**WHAT TO PRODUCE**
Identify each line in the records below that contains the word "white", and copy those lines.

Saved data entries
⟨

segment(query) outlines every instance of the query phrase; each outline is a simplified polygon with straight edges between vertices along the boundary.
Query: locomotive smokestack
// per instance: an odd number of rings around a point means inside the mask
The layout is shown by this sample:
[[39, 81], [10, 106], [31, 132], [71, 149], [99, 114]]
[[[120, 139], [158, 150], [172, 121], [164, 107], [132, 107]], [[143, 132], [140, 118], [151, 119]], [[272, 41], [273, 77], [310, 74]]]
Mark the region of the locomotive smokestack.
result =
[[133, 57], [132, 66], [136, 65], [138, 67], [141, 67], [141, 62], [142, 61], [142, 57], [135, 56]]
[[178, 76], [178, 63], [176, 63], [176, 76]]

⟩
⟨

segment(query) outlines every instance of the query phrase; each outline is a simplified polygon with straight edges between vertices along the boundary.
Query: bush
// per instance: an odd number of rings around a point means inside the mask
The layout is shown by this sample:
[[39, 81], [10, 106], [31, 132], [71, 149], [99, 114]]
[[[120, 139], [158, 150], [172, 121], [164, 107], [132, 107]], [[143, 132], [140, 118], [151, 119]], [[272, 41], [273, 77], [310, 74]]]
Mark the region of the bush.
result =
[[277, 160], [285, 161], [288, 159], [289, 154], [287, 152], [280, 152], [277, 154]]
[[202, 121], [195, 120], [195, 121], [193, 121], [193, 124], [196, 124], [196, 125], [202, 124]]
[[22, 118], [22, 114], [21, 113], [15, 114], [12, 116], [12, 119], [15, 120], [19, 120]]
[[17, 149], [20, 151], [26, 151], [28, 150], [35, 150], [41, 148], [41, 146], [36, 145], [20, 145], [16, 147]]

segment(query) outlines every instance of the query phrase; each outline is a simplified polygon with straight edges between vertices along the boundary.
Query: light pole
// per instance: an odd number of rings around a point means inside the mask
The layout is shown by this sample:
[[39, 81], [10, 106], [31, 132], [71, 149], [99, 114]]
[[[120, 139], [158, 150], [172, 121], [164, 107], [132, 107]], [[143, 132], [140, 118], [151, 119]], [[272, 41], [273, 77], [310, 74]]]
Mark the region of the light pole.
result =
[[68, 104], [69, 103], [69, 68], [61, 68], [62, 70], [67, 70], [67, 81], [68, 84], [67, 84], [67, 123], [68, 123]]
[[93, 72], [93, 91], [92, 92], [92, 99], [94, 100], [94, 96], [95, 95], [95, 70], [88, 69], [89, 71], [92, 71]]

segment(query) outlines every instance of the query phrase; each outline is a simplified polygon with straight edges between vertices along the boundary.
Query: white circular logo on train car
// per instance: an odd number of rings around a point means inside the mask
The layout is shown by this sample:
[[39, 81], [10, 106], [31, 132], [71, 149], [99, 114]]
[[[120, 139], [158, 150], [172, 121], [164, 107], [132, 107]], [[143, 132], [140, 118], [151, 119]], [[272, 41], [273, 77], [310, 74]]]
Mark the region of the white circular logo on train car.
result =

⟩

**EXERCISE RESPONSE**
Query: white circular logo on train car
Mark the region of the white circular logo on train car.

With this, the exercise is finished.